First single-enzyme method to produce quantum dots revealed
Quantum dots (QDs) are semiconducting nanocrystals prized for their optical and electronic properties. The brilliant, pure colors produced by QDs when stimulated with ultraviolet light are ideal for use in flat screen displays, medical imaging devices, solar panels and LEDs. One obstacle to mass production and widespread use of these wonder particles is the difficulty and expense associated with current chemical manufacturing methods that often requiring heat, high pressure and toxic solvents.
But now three Lehigh University engineers have successfully demonstrated the first precisely controlled, biological way to manufacture quantum dots using a single-enzyme, paving the way for a significantly quicker, cheaper and greener production method.
The Lehigh team— Bryan Berger, Class of 1961 Associate Professor, Chemical and Biomolecular Engineering; Chris Kiely, Harold B. Chambers Senior Professor, Materials Science and Engineering and Steven McIntosh, Class of 1961 Associate Professor, Chemical and Biomolecular Engineering, along with Ph.D. candidate Li Lu and undergraduate Robert Dunleavy—have detailed their findings in an article called "Single Enzyme Biomineralization of Cadmium Sulfide Nanocrystals with Controlled Optical Properties" published in the Proceedings of the National Academy of Sciences.
"The beauty of a biological approach is that it cuts down on the production needs, environmental burden and production time quite a lot," says Berger.
In July of last year, the team's work was featured on the cover of Green Chemistry describing their use of "directed evolution" to alter a bacterial strain called Stenotophomonas maltophilia to selectively produce cadmium sulphide QDs. Because they discovered that a single enzyme produced by the bacteria is responsible for QD generation, the cell-based production route was scrapped entirely. The cadmium sulphide QDs, as they have now shown in the PNAS article, can be generated with the same enzyme synthesized from other easily engineered bacteria such as E. coli.
"We have evolved the enzyme beyond what nature intended," says Berger, engineering it to not only make the crystal structure of the QDs, but control their size. The result is the ability to uniformly produce quantum dots that emit any particular color they choose—the very characteristic that makes this material attractive for many applications.

HOW TO COMPLETE THIS TASK: Using the passage on quantum dots, state which bacterial strain the team altered through directed evolution to produce cadmium sulphide quantum dots.

SUPPLIED ENTRIES:
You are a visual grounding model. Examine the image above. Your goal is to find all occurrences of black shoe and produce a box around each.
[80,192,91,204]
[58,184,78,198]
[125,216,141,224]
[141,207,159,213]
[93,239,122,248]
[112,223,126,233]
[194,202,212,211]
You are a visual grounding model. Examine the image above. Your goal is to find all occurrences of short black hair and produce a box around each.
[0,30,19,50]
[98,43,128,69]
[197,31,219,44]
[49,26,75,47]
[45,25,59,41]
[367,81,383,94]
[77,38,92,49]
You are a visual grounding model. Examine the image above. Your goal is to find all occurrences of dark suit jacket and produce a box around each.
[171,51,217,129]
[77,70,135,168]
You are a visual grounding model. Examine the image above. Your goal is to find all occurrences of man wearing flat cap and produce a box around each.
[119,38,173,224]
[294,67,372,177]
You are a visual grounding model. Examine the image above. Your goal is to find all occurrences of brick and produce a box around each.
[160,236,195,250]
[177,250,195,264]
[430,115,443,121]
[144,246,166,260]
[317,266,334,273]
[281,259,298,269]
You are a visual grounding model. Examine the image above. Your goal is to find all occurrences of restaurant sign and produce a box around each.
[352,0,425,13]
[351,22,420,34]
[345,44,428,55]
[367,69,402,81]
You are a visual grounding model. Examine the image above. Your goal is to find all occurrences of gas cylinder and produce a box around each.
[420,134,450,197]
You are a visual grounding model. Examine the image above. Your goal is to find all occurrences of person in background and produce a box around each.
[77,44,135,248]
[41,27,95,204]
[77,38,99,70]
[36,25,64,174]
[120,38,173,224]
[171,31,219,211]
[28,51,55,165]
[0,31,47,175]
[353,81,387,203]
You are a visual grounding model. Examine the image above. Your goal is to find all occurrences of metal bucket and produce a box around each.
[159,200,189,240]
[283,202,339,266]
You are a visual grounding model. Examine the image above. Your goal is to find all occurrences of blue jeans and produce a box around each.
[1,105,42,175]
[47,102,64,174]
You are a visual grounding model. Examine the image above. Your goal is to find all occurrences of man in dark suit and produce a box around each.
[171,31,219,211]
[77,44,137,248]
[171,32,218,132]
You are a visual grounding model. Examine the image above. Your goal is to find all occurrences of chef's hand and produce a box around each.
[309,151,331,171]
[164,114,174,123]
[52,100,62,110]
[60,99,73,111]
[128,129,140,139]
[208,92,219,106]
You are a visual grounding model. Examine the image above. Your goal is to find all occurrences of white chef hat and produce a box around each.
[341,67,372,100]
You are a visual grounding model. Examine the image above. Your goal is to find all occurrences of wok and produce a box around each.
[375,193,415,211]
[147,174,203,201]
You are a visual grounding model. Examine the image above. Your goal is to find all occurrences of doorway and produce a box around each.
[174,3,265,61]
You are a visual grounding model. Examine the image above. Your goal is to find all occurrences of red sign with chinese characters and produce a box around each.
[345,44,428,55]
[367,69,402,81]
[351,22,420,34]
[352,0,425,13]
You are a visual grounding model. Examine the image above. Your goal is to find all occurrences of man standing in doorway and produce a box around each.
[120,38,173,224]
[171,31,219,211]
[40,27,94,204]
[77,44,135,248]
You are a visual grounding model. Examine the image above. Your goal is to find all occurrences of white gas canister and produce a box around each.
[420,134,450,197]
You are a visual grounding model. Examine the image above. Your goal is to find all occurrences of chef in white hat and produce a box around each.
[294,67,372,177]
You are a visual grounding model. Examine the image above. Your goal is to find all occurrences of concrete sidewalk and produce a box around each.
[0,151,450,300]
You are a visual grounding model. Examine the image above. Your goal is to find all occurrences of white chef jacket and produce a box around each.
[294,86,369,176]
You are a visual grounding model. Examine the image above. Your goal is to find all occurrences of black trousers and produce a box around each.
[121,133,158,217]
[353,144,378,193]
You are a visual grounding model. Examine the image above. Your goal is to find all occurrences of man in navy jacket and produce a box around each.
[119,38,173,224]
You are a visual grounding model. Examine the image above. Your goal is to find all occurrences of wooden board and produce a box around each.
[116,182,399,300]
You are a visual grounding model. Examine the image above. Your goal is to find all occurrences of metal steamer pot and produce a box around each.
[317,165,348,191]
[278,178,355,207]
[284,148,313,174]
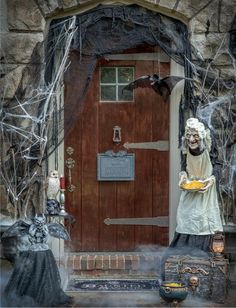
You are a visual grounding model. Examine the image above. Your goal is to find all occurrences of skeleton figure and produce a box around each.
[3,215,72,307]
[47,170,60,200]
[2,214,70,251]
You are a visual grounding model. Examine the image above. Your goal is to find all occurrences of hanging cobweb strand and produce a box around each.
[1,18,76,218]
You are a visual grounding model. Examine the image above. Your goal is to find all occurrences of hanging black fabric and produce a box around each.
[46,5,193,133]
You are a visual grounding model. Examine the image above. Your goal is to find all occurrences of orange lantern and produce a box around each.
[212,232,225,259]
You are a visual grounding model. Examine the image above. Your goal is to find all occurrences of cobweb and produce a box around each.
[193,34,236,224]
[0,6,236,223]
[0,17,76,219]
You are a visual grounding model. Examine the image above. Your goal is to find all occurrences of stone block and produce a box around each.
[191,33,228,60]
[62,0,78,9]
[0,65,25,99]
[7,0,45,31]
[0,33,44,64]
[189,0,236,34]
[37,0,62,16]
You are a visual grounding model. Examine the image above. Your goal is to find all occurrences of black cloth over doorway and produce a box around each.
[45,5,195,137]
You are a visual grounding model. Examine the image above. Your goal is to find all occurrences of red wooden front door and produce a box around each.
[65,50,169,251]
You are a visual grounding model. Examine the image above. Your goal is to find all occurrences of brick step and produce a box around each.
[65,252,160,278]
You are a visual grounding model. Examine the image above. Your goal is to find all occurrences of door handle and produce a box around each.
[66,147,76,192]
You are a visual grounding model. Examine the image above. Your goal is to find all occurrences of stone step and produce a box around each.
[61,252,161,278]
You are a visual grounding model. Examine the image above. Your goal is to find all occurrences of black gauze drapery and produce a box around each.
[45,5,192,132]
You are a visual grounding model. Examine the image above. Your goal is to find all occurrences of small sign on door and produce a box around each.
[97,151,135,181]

==

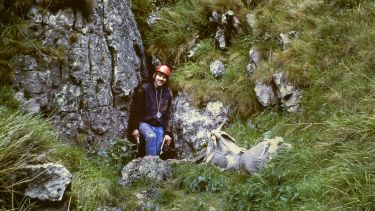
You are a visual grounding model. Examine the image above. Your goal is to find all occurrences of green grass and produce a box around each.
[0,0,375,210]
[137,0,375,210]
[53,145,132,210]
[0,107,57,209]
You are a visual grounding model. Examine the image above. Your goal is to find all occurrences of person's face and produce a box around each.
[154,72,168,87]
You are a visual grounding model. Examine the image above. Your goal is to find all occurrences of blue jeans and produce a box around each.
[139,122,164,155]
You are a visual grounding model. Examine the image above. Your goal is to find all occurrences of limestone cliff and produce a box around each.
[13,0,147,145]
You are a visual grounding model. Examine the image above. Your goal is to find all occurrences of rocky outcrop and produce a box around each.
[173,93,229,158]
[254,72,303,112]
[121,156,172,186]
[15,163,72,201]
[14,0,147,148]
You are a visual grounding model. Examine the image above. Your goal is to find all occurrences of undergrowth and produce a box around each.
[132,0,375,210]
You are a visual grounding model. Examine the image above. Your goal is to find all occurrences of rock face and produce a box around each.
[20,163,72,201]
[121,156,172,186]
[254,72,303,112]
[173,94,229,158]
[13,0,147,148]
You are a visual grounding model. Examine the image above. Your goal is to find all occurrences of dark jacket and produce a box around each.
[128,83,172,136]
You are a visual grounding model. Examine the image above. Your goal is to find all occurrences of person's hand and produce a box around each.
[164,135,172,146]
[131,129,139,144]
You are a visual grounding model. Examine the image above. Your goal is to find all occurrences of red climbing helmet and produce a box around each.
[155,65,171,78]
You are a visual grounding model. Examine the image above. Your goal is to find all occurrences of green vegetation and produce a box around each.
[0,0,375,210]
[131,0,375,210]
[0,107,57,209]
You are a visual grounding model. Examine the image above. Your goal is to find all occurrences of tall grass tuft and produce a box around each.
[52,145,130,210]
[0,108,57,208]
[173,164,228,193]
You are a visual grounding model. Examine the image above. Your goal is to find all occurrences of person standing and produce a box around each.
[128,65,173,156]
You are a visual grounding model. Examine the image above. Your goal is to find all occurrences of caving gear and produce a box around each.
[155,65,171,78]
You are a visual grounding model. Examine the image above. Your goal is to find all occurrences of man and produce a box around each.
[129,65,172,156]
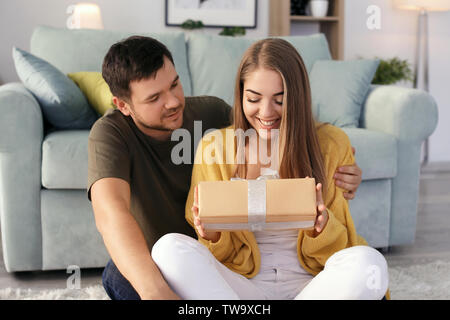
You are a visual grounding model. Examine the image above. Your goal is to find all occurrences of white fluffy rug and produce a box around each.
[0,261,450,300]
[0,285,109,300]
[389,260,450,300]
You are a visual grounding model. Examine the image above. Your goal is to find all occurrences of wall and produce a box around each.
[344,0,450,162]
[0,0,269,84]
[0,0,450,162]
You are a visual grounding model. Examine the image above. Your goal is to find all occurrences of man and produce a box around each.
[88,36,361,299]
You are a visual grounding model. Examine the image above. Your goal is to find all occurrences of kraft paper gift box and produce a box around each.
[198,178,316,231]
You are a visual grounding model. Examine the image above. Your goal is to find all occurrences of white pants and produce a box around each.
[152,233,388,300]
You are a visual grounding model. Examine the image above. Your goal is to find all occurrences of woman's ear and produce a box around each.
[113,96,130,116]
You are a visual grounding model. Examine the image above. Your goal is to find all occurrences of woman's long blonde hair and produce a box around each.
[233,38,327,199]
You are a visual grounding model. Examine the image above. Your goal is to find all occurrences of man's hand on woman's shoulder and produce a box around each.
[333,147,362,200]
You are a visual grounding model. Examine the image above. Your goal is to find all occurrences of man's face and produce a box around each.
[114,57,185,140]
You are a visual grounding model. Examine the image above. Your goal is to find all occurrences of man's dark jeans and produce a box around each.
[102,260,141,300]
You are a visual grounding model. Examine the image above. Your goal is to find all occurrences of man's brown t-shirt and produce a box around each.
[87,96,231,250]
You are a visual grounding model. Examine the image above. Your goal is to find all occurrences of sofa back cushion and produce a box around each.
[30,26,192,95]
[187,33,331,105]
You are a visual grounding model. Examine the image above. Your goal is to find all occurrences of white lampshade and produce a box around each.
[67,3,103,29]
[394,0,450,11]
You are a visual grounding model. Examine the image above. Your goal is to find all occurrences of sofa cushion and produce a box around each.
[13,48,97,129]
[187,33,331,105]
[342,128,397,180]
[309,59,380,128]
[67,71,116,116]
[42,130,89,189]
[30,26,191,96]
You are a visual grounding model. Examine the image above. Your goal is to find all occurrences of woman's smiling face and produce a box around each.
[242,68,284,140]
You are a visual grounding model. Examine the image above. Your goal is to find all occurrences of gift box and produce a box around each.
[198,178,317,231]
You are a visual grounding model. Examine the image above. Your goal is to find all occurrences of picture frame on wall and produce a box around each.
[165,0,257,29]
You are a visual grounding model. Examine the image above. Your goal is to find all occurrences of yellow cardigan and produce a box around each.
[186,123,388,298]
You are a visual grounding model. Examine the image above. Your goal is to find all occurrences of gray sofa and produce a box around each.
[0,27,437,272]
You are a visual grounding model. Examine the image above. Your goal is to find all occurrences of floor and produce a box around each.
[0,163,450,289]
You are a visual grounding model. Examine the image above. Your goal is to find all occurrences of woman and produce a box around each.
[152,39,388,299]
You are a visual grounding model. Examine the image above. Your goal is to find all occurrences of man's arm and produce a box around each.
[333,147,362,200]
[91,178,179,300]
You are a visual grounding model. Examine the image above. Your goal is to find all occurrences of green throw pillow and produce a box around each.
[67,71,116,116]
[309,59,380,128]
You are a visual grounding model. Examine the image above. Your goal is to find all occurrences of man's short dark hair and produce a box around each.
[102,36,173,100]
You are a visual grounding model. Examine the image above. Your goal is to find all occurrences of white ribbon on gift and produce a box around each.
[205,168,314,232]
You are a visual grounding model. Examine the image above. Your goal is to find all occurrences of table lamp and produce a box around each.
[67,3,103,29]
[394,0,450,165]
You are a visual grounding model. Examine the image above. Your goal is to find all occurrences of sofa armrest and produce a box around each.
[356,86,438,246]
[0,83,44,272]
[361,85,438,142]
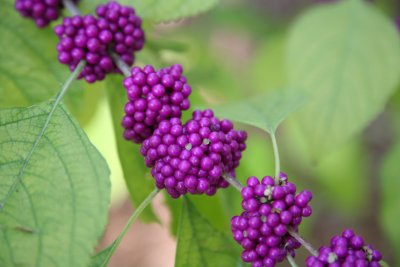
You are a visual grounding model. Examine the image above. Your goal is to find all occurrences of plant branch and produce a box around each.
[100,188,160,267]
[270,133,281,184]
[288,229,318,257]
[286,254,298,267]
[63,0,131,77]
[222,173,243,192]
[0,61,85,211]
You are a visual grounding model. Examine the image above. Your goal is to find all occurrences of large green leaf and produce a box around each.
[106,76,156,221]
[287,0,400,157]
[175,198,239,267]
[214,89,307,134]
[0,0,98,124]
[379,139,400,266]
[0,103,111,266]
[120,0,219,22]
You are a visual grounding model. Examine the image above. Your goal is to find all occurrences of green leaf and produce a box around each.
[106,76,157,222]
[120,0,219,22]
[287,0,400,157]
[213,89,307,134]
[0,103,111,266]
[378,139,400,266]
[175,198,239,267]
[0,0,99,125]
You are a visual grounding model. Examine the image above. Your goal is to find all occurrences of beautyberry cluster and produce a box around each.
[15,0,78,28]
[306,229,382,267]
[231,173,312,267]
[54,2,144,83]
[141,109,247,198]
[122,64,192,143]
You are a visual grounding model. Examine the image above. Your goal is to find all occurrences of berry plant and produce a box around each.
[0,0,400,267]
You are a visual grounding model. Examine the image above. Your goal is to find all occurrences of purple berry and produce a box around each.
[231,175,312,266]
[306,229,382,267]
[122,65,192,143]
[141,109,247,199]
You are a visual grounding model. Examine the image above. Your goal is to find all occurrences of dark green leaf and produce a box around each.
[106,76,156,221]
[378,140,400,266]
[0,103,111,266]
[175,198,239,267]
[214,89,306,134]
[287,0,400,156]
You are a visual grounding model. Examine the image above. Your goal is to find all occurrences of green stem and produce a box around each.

ANSWER SECTION: Stenotophomonas maltophilia